> **REQUEST A**: Please rewrite the listing from its first line through the line containing "box: [13, 59, 80, 119]", putting "bounding box" wherever "box" appears and keeping everything else unchanged.

> **SOURCE DOCUMENT**:
Boston was ummm interesting.

I'll leave it at that and let sleeping dogs lie. But OlSalt didn't touch on half of it !

I'm hoping to be going to DC this year, although finances may be dictating otherwise 

(Last year I was my club's "officially sponsored" attendee, but that was just the cost of the 3 day pass, not the flight\hotel, since I live just outside Boston - I don't think we'll be doing that this year)

But as I was saying - it does sound like an awesome weekend, and I am hoping to be there ! Last year I not only met alot of the people in the industry, but alot of the people I've met in online forums like this one as well. Its always cool to "meet" somebody in person that you've been talking with for years online.


----------



## TheOldSalt (Jan 28, 2005)

Yeah, that does rock.


----------



## Larry-T (Jan 18, 2005)

Well, I'll certainly be there. I've been asked to do a workshop for teachers on designing educational programs around maintaining a tank in the classroom.


----------



## redpaulhus (Jan 18, 2005)

Very cool (the teachers workshop).

I really like how they arranged some of the speakers to have solo time slots (I guess its impossible to have that many speakers in 3 days and not overlap at least some) and how they delineated the other speakers into groups of programs.


----------

> **REQUEST B**: Repeat the forum thread word for word from "## TheOldSalt (Jan" to "in the classroom.".

> **DATA IN THIS EXERCISE**:
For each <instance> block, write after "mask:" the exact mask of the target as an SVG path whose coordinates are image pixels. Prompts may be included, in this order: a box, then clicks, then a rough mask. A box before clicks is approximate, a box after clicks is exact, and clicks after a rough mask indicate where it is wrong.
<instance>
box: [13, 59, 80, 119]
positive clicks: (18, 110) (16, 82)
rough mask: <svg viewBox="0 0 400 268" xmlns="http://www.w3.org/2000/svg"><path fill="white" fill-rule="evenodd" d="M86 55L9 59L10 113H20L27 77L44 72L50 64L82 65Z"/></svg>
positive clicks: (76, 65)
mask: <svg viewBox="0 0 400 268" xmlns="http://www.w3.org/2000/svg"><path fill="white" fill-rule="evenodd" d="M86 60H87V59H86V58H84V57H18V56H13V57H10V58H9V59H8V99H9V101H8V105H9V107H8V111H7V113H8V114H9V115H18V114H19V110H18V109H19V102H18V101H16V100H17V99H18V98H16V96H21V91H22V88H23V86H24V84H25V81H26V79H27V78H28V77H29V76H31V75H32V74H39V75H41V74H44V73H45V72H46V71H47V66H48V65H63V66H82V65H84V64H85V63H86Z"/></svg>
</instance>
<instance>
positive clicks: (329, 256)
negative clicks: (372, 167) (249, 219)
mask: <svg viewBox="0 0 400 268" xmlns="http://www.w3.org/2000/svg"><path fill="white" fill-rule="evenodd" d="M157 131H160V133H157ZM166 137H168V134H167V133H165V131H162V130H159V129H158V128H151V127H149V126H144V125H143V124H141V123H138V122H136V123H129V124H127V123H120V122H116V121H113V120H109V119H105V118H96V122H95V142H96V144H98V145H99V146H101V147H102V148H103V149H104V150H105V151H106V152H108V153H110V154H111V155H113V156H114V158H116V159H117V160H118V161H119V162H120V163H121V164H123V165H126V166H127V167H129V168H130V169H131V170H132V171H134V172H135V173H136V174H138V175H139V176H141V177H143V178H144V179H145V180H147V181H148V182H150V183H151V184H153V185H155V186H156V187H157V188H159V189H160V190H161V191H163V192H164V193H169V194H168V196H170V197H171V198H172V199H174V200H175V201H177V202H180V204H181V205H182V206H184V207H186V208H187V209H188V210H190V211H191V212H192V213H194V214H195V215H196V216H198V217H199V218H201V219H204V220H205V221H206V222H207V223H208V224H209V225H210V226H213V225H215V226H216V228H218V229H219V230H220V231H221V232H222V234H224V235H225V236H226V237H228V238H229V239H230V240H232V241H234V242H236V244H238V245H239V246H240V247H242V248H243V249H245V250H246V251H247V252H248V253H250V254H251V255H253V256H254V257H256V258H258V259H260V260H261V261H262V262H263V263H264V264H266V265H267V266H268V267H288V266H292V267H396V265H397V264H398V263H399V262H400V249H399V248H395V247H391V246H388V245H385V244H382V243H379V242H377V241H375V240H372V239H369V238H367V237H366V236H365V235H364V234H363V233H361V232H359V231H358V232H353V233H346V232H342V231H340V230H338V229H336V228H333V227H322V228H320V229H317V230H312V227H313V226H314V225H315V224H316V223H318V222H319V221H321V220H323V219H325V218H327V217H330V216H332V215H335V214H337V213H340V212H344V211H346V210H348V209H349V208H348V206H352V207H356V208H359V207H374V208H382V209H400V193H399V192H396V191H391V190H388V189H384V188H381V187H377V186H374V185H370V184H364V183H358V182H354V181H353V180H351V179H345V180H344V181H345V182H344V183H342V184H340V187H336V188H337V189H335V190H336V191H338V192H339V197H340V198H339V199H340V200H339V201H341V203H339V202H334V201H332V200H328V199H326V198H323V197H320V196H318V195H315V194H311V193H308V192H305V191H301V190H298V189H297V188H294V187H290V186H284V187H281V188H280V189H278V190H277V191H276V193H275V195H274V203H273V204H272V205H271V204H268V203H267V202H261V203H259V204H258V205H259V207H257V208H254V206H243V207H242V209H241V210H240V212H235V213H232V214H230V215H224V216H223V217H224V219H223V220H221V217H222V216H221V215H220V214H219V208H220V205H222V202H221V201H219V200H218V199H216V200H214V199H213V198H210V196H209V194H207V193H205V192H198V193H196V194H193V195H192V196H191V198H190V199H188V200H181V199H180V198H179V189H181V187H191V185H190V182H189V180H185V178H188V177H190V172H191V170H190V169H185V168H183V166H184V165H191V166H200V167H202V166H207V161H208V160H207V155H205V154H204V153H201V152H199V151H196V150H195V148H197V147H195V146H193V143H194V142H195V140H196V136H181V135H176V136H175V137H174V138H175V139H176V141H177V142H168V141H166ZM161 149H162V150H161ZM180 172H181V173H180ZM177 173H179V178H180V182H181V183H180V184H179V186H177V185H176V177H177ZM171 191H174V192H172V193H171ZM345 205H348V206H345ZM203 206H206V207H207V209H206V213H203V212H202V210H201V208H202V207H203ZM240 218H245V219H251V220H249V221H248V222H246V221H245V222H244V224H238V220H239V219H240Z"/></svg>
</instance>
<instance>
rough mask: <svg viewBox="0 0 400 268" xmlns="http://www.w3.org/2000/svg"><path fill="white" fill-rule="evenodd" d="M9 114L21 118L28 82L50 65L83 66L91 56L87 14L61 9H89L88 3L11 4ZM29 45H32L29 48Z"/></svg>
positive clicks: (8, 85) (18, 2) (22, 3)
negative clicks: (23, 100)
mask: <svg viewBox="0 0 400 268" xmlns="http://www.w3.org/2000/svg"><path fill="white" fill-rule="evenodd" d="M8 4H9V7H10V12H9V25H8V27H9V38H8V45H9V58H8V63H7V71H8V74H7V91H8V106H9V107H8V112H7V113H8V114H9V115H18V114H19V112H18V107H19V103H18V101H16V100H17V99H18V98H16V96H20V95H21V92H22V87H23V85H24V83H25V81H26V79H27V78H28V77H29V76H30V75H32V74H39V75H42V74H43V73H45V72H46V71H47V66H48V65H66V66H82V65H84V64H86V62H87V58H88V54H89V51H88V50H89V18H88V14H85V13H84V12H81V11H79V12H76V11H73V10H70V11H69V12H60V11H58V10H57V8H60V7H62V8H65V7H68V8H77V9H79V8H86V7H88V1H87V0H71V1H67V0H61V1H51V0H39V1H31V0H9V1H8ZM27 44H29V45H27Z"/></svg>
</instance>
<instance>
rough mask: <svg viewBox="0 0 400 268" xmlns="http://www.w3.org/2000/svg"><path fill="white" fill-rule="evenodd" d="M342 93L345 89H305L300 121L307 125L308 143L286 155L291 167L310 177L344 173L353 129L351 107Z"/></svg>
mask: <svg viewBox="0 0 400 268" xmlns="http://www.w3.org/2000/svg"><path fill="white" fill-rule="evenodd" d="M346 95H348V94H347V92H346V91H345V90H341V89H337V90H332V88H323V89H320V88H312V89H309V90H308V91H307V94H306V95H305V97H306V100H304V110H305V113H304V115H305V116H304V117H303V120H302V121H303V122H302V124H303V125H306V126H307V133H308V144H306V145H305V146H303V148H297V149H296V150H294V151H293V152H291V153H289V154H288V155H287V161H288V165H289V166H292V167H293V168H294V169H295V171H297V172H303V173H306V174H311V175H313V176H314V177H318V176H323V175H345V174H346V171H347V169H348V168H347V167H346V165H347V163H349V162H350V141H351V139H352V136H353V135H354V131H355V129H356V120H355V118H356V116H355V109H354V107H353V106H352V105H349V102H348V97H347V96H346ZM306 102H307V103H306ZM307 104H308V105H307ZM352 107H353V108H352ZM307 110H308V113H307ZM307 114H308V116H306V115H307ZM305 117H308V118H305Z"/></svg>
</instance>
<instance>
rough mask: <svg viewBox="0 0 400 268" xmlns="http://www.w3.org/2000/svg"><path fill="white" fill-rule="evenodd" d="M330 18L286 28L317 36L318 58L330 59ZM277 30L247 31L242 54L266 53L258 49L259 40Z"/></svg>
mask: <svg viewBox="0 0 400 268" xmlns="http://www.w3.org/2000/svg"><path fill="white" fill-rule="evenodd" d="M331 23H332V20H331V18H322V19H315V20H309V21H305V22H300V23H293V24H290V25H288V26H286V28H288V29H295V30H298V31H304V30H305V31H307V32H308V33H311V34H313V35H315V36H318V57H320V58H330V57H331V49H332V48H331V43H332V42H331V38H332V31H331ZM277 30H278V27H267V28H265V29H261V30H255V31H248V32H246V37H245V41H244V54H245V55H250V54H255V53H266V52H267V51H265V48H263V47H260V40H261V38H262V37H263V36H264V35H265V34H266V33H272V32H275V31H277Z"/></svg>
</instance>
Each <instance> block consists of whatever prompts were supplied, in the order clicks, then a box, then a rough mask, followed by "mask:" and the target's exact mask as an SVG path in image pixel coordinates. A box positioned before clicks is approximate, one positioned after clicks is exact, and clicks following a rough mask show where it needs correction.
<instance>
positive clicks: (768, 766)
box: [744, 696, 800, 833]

> **REPLY A**:
For each <instance> block, write after "mask:" the exact mask of the target as an SVG path whose coordinates are image pixels. Prompts may be included, in this order: a bounding box, then clicks, then a rough mask. A bounding box before clicks is approximate, a bounding box after clicks is exact, and clicks after a rough mask indicate where it is wrong.
<instance>
bounding box: [13, 59, 80, 119]

> **REPLY B**:
## TheOldSalt (Jan 28, 2005)

Yeah, that does rock.


----------



## Larry-T (Jan 18, 2005)

Well, I'll certainly be there. I've been asked to do a workshop for teachers on designing educational programs around maintaining a tank in the classroom.